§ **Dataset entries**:
—————

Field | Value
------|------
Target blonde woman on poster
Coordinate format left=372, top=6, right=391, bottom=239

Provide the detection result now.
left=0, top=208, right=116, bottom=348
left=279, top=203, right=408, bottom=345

—————

Lay out the listing as a two-column CSV with the columns "text" and "response", one row per entry. Put each value in a single quoted field and replace any line breaks with spaces.

text,response
"Field | Value ------|------ Target blonde woman on poster Coordinate format left=372, top=6, right=391, bottom=239 Provide the detection result now.","left=0, top=208, right=116, bottom=348 left=279, top=203, right=408, bottom=345"